Green Lantern (***)


Directed by: Martin Campbell
Starring: Ryan Reynolds, Blake Lively, Peter Sarsgaard, Mark Strong, Angela Basset, Tim Robbins, Temuera Morrison, Taika Waititi, Geoffrey Rush (voice), Michael Clarke Duncan (voice)
Seen: June 25th 2011

*** Out of ****

Green Lantern doesn’t necessarily take comic book movies to the same soaring heights as The Dark Knight, Batman Begins, or Spiderman 2, but I believe it does the genre more good than bad; which is more than Spiderman 3 or Thor could say. In context of the story the dialogue is believable, the plot acceptable, and Ryan Reynolds gets some good mileage off a few jokes and injects his character with some honest feeling – or what one would expect from confronted with this specific happenstance.

■ **DATA SUPPLIED**
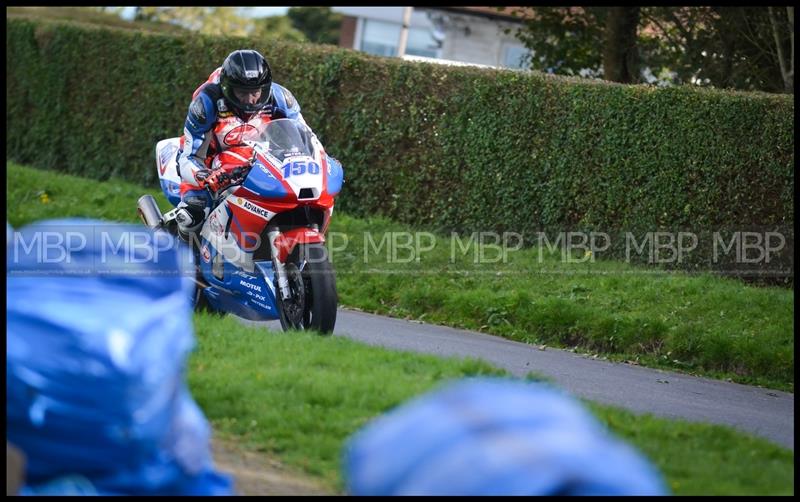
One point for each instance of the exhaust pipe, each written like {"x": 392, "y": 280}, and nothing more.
{"x": 149, "y": 212}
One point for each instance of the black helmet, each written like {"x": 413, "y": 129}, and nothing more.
{"x": 243, "y": 73}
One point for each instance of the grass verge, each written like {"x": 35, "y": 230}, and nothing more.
{"x": 300, "y": 396}
{"x": 699, "y": 324}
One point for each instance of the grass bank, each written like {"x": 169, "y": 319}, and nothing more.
{"x": 699, "y": 324}
{"x": 299, "y": 396}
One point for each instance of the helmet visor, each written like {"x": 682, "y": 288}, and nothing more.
{"x": 250, "y": 99}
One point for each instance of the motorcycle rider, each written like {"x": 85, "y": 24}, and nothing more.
{"x": 239, "y": 98}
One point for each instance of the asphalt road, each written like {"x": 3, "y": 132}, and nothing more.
{"x": 763, "y": 412}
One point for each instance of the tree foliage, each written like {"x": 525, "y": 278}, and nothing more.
{"x": 747, "y": 48}
{"x": 278, "y": 28}
{"x": 319, "y": 24}
{"x": 206, "y": 20}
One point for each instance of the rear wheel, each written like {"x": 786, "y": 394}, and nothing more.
{"x": 313, "y": 301}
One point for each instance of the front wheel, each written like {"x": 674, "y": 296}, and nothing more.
{"x": 313, "y": 301}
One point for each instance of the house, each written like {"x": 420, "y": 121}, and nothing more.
{"x": 466, "y": 35}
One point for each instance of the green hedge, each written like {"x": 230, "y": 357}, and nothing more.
{"x": 450, "y": 148}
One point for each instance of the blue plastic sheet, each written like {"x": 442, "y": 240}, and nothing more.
{"x": 98, "y": 333}
{"x": 494, "y": 437}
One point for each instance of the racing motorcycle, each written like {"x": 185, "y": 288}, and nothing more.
{"x": 260, "y": 253}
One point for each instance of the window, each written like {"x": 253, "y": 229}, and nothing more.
{"x": 381, "y": 38}
{"x": 513, "y": 56}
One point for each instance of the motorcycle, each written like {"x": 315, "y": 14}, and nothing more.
{"x": 260, "y": 253}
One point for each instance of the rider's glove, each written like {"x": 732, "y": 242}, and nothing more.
{"x": 216, "y": 180}
{"x": 201, "y": 175}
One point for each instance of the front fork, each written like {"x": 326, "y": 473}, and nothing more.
{"x": 280, "y": 269}
{"x": 277, "y": 266}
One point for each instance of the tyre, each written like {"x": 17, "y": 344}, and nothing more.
{"x": 313, "y": 303}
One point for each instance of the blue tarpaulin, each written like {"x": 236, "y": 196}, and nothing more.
{"x": 99, "y": 329}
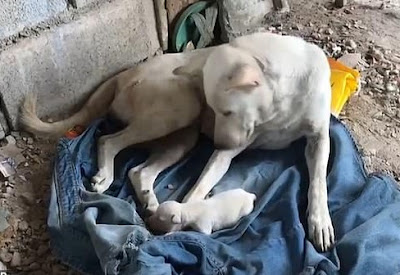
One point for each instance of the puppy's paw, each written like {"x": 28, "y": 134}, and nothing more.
{"x": 150, "y": 204}
{"x": 320, "y": 229}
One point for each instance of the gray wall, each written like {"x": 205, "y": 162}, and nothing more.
{"x": 65, "y": 62}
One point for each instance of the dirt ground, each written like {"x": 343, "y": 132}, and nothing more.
{"x": 370, "y": 28}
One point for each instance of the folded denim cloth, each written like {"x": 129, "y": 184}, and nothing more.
{"x": 104, "y": 233}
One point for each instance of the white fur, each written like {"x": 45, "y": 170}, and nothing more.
{"x": 220, "y": 211}
{"x": 259, "y": 91}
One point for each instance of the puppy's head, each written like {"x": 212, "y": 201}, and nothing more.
{"x": 167, "y": 218}
{"x": 236, "y": 89}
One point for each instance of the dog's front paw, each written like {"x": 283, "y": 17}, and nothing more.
{"x": 320, "y": 229}
{"x": 100, "y": 182}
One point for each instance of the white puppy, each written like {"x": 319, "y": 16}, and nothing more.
{"x": 220, "y": 211}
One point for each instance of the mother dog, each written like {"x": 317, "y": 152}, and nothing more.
{"x": 259, "y": 91}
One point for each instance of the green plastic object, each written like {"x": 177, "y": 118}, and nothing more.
{"x": 185, "y": 28}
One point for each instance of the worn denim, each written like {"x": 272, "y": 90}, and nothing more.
{"x": 104, "y": 233}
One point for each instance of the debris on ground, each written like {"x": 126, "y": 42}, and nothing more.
{"x": 359, "y": 36}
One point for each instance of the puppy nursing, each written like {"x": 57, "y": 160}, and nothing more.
{"x": 220, "y": 211}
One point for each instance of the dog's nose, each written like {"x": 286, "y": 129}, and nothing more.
{"x": 223, "y": 146}
{"x": 220, "y": 146}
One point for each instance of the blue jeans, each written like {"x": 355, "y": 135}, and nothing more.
{"x": 105, "y": 233}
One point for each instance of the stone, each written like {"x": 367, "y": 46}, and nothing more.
{"x": 3, "y": 266}
{"x": 34, "y": 266}
{"x": 340, "y": 3}
{"x": 391, "y": 87}
{"x": 11, "y": 140}
{"x": 16, "y": 259}
{"x": 329, "y": 31}
{"x": 42, "y": 250}
{"x": 23, "y": 225}
{"x": 351, "y": 59}
{"x": 29, "y": 141}
{"x": 96, "y": 46}
{"x": 239, "y": 17}
{"x": 5, "y": 256}
{"x": 82, "y": 3}
{"x": 28, "y": 198}
{"x": 16, "y": 15}
{"x": 3, "y": 220}
{"x": 351, "y": 44}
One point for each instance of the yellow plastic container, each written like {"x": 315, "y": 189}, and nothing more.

■ **EXERCISE TASKS**
1) In the Green Lantern review, on what date was the film seen?
2) Copy the part of the Green Lantern review that begins at the words "Green Lantern (***)" and stops after "Clarke Duncan (voice)", switching "Directed by" to "Helmed by".

■ **SOLUTIONS TO THE EXERCISE**
1) June 25th 2011

2)
Green Lantern (***)


Helmed by: Martin Campbell
Starring: Ryan Reynolds, Blake Lively, Peter Sarsgaard, Mark Strong, Angela Basset, Tim Robbins, Temuera Morrison, Taika Waititi, Geoffrey Rush (voice), Michael Clarke Duncan (voice)